Your task
What you return should be only the lines starting at the one that contains "Point to each instance of the tree trunk" and running to the end of the listing, exactly as written, minus any pictures.
[Start of section]
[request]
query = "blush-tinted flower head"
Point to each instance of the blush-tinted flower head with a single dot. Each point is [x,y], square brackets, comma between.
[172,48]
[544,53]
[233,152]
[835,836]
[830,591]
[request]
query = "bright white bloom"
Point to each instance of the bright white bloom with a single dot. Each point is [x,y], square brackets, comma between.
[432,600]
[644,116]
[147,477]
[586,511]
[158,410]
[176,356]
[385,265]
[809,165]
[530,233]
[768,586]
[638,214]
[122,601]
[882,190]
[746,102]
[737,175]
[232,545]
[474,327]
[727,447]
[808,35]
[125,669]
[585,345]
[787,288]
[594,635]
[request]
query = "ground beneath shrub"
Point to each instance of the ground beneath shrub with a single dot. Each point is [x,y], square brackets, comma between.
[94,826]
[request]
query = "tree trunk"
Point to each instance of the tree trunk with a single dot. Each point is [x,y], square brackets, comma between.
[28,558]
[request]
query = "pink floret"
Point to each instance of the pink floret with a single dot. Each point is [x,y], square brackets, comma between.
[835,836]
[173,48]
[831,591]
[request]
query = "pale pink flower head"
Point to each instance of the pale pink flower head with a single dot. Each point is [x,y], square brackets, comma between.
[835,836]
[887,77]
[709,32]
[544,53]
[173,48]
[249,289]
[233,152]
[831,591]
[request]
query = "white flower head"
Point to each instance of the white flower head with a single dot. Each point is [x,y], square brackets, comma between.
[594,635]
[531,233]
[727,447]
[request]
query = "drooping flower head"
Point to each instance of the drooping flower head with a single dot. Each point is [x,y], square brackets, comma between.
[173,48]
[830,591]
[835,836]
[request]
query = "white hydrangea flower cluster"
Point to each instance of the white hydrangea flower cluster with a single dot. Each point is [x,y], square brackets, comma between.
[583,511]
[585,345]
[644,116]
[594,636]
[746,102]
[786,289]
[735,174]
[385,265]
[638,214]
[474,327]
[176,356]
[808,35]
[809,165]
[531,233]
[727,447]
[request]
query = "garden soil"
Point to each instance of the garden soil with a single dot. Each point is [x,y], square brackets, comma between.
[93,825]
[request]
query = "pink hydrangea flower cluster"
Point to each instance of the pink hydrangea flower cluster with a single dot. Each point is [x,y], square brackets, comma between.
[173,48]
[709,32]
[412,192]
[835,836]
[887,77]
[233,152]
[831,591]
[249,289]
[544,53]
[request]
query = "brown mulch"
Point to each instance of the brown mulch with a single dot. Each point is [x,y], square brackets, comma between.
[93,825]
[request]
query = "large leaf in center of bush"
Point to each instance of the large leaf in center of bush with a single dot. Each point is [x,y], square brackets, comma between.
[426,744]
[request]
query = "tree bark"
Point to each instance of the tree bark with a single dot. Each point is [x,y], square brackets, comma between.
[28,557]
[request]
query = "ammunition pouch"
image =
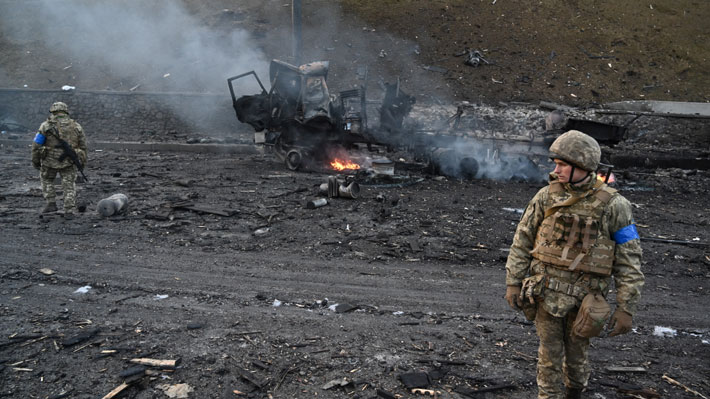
[End of section]
Answer to this exercise
Point to each instance of the tree trunk with a single dot. Each point is [x,y], square brackets, comma between.
[28,558]
[request]
query = "pink floret"
Point to each instance of the pink floret with a single dot. Each point is [x,y], square brackets, comma between.
[835,836]
[173,48]
[831,591]
[request]
query = "pale pink flower head"
Point to each instance of the pale pink flower head with a single dot. Each point is [x,y], square brackets, comma between.
[835,836]
[887,77]
[709,32]
[544,53]
[173,48]
[249,289]
[233,152]
[831,591]
[request]
query = "white flower head"
Point to each instance of the white flower head with a single dot. Each point is [x,y], square brackets, comma between.
[594,635]
[531,233]
[727,447]
[request]
query = "drooping flower head"
Point to each instance of the drooping flower head with a single dot. Each point is [x,y], square brackets, comma between.
[173,48]
[830,591]
[835,836]
[request]
query = "white hydrangea flower cluster"
Point to each instance of the white hydrangea flower cluster with a single dot. Each point is [x,y], square brackets, comma between.
[583,511]
[585,345]
[644,116]
[594,636]
[746,102]
[786,289]
[735,174]
[385,265]
[638,214]
[474,327]
[176,356]
[808,35]
[809,165]
[531,233]
[727,447]
[request]
query = "garden soil"
Point to each instance of the garden soil with a single dot. Each point is [x,y], square brackets, comma between.
[93,825]
[request]
query = "pink hydrangea flower cluster"
Point to each instance of the pink hydrangea flower cluster with a single dot. Each point is [x,y], square brackets, comma between.
[173,48]
[709,32]
[412,192]
[835,836]
[887,77]
[233,152]
[831,591]
[249,289]
[544,53]
[request]
query = "brown mulch"
Point to each instance of the brown mulch with a single dot. Each point is [x,y], square brackets, comma between.
[93,825]
[request]
query = "large leaf in center of bush"
Point to each instance of the large leaf in center of bush with a single dot. Each point is [x,y], square brackets, comma between.
[426,744]
[request]
query = "tree bark"
Point to each instance of the tree bark with a single dot. Each point is [x,y], square brackets, comma between.
[28,557]
[request]
query = "ammunition pouch"
image =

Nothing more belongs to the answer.